** RECORDS SUPPLIED follows **
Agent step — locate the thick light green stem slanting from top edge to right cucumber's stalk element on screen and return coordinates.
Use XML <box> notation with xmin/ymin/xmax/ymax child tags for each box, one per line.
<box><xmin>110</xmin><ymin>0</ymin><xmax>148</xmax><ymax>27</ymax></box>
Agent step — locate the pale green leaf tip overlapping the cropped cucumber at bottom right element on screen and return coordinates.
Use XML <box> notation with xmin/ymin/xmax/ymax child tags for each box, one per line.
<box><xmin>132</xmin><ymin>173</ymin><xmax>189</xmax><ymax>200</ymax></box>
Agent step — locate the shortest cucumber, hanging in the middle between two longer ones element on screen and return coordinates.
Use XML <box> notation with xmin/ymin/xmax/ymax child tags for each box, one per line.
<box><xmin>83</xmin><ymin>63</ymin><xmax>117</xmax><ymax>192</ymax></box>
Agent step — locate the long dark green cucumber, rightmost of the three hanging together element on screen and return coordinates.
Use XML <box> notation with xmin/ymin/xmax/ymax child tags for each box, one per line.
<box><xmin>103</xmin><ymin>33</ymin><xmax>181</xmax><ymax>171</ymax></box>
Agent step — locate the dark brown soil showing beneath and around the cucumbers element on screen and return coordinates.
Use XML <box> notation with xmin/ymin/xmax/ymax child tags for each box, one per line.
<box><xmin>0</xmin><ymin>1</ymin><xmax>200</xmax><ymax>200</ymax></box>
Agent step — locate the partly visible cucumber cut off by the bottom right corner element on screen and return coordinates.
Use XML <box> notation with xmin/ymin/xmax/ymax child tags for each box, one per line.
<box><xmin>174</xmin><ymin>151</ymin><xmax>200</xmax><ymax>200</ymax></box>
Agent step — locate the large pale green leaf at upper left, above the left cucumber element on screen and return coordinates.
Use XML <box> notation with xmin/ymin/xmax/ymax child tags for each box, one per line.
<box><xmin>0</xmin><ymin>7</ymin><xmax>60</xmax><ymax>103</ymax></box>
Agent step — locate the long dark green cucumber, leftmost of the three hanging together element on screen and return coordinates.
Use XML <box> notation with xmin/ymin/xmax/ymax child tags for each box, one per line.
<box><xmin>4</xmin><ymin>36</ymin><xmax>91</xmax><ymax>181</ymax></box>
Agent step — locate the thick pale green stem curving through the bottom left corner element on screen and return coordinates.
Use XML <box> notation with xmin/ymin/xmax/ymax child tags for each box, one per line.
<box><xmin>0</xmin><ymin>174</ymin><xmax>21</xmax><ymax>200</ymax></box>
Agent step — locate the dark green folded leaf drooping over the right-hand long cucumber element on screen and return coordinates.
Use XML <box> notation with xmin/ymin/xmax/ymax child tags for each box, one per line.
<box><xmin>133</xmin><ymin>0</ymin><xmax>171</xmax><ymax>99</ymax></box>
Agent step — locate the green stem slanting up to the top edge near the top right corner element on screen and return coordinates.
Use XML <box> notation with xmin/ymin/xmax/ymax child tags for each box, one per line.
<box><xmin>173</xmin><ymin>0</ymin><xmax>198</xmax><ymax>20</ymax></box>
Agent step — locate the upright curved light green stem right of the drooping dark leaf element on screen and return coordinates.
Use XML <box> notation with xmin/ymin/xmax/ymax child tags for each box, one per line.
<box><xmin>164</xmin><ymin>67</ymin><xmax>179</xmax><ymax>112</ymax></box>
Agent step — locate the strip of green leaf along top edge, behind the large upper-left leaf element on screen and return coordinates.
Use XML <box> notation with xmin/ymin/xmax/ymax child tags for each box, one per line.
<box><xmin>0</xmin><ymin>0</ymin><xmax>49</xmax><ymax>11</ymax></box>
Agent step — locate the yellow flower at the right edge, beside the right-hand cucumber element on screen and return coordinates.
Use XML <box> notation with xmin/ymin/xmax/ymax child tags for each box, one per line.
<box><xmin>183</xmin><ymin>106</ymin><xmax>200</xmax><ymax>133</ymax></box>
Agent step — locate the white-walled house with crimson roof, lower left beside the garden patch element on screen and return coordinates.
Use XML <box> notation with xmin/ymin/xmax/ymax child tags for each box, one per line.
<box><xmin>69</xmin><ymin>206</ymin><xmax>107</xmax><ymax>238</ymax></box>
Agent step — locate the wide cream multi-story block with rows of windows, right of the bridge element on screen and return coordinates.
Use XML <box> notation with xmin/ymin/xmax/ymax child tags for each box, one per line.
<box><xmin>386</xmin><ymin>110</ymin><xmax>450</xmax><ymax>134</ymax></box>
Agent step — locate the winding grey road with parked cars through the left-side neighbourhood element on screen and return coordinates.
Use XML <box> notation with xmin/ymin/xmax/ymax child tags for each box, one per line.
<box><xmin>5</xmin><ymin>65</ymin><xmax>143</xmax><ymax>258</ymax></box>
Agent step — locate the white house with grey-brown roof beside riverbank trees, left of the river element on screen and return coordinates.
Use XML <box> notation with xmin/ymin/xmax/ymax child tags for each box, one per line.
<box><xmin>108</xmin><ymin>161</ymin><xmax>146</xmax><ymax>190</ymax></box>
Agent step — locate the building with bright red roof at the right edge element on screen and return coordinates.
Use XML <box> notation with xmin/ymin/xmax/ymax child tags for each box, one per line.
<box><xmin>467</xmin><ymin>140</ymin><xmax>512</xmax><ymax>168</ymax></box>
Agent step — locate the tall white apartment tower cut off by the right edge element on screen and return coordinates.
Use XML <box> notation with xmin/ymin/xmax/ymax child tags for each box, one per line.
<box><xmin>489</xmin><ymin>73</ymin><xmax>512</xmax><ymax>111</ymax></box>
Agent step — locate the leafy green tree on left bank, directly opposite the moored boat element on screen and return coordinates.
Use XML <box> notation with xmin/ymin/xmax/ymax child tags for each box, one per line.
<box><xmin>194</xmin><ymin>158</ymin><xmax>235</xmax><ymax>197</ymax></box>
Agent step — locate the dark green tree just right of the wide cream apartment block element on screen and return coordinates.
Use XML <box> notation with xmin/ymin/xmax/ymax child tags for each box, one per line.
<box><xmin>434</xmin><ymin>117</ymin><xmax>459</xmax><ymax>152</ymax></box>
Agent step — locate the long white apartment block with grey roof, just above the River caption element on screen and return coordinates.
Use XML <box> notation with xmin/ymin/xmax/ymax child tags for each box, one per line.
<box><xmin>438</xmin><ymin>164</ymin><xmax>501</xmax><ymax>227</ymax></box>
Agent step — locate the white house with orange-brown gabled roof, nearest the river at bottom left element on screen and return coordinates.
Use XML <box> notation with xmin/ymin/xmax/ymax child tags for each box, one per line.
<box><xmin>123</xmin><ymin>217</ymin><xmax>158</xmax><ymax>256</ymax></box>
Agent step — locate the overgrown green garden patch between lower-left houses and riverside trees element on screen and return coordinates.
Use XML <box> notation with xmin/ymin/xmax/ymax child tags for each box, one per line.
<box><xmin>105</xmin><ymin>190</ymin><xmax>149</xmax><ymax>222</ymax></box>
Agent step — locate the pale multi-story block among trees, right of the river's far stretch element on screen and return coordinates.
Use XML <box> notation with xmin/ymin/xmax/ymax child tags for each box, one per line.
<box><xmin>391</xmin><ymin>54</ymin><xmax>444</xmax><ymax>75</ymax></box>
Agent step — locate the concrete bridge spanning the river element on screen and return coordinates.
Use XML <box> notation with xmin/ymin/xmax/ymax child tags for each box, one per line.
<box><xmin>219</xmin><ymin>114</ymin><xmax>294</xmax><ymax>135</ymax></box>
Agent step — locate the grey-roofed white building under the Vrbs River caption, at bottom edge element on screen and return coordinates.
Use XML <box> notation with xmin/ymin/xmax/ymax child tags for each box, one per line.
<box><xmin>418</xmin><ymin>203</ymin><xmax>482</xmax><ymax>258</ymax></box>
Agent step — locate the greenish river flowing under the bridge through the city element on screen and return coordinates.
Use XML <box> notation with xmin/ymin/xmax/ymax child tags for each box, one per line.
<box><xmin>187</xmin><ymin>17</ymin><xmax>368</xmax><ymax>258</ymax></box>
** End of RECORDS SUPPLIED **
** RECORDS SUPPLIED follows **
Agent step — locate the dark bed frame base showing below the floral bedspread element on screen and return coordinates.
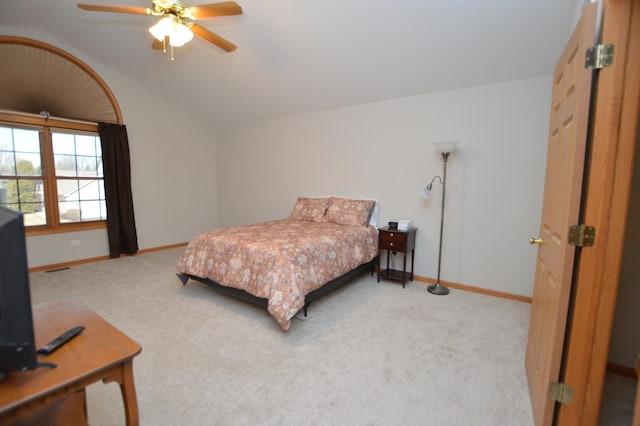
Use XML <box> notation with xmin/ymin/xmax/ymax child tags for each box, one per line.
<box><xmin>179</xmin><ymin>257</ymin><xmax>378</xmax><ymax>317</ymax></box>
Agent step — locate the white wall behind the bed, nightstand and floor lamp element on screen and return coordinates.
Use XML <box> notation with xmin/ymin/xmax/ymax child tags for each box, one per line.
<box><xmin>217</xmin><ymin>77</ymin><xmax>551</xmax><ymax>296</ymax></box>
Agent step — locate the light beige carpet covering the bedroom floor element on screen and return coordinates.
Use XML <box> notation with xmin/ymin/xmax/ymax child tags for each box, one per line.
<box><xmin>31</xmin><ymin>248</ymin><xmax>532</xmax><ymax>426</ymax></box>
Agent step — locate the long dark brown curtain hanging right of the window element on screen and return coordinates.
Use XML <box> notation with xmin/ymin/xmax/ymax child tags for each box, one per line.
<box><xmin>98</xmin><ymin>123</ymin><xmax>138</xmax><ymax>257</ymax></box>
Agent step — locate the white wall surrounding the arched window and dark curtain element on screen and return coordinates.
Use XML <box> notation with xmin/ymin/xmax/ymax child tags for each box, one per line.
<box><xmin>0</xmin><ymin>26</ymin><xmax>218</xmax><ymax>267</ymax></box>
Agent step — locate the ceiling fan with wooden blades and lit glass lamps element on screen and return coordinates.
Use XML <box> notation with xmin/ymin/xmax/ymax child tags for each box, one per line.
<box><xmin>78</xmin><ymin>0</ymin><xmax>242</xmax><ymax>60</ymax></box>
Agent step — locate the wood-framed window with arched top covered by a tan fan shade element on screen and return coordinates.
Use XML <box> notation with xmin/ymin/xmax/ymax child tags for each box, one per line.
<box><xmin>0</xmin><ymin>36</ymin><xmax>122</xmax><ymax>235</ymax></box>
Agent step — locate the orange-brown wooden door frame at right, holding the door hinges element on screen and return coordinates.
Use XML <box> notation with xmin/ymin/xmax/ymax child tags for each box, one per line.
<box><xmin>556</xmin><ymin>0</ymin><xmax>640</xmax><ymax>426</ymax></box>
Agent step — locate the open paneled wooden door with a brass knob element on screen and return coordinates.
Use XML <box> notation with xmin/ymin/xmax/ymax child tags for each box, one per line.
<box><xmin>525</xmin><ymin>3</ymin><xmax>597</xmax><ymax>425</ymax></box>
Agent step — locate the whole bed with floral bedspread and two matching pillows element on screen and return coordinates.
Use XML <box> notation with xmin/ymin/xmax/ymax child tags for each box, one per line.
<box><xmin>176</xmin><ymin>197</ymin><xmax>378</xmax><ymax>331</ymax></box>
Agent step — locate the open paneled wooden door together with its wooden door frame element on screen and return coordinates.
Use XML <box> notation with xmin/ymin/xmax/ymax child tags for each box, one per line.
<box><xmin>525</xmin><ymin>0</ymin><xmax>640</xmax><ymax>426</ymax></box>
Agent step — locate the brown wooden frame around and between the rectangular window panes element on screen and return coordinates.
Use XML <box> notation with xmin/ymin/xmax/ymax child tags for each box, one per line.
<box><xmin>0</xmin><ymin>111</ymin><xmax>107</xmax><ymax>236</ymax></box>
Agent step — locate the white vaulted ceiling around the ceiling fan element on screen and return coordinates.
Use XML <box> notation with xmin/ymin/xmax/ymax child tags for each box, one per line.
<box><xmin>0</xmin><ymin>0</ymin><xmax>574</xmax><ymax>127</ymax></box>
** End of RECORDS SUPPLIED **
** RECORDS SUPPLIED follows **
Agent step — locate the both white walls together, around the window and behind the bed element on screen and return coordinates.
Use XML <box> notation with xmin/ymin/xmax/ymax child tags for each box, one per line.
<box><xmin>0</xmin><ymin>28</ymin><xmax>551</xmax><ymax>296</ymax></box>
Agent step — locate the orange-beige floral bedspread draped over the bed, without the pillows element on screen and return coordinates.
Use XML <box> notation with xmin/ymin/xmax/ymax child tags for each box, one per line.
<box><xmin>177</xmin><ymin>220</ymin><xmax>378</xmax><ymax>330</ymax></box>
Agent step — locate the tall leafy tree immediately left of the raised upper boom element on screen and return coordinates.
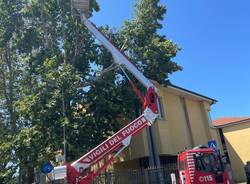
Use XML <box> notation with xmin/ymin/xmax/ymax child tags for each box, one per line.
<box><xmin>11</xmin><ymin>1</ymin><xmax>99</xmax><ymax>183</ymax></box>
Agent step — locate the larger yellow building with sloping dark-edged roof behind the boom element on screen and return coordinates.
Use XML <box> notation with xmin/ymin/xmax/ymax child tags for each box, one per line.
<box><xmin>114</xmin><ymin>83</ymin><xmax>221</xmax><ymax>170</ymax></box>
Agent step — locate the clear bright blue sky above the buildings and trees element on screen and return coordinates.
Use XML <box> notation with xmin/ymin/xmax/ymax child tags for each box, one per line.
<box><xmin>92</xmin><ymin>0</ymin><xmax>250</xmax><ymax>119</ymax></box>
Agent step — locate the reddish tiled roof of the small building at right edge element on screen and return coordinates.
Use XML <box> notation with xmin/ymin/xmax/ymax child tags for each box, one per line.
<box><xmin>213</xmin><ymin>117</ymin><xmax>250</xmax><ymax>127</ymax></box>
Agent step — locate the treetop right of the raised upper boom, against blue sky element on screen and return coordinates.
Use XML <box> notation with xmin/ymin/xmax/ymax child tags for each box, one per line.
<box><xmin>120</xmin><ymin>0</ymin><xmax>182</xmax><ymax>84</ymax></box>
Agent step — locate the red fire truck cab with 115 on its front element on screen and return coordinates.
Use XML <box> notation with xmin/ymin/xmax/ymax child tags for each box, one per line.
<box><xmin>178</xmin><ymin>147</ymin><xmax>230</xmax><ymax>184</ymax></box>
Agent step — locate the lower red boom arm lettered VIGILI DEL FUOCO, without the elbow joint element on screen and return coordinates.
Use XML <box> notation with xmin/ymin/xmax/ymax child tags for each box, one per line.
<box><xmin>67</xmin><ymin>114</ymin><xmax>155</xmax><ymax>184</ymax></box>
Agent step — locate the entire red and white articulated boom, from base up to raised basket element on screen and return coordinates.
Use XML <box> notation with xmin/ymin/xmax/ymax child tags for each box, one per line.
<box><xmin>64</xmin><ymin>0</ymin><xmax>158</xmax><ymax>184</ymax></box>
** End of RECORDS SUPPLIED **
TASK BRIEF => Everything above from the line containing "Agent step — locate the orange-beige" down to the line containing "Agent step — locate the reddish" is to be duplicated exactly, both lines included, and the pictures are to be omitted.

RESULT =>
Agent step — locate the orange-beige floral bedspread draped over the bed, without the pillows element on screen and return coordinates.
Use XML <box> notation with xmin/ymin/xmax/ymax child tags for each box, one per line.
<box><xmin>177</xmin><ymin>220</ymin><xmax>378</xmax><ymax>330</ymax></box>
Agent step — locate the tall leafy tree immediately left of the raised upper boom element on screen and return coordinates.
Use XML <box> notation with xmin/ymin/xmax/ymax child tags for each box, one per line.
<box><xmin>11</xmin><ymin>1</ymin><xmax>99</xmax><ymax>183</ymax></box>
Agent step — locate the larger yellow building with sloping dark-edged roof behind the boom element on screen and return coordinates.
Use XML <box> notation with xmin/ymin/xmax/ymax child tags for each box, one per line.
<box><xmin>114</xmin><ymin>83</ymin><xmax>221</xmax><ymax>170</ymax></box>
Agent step — locate the clear bright blue sky above the buildings and trees element on screen and return coordinates.
Use XML <box> notation with xmin/ymin/xmax/ymax child tags for each box, one per line.
<box><xmin>92</xmin><ymin>0</ymin><xmax>250</xmax><ymax>119</ymax></box>
Agent step — locate the reddish tiled roof of the small building at right edge element on screen and return coordinates.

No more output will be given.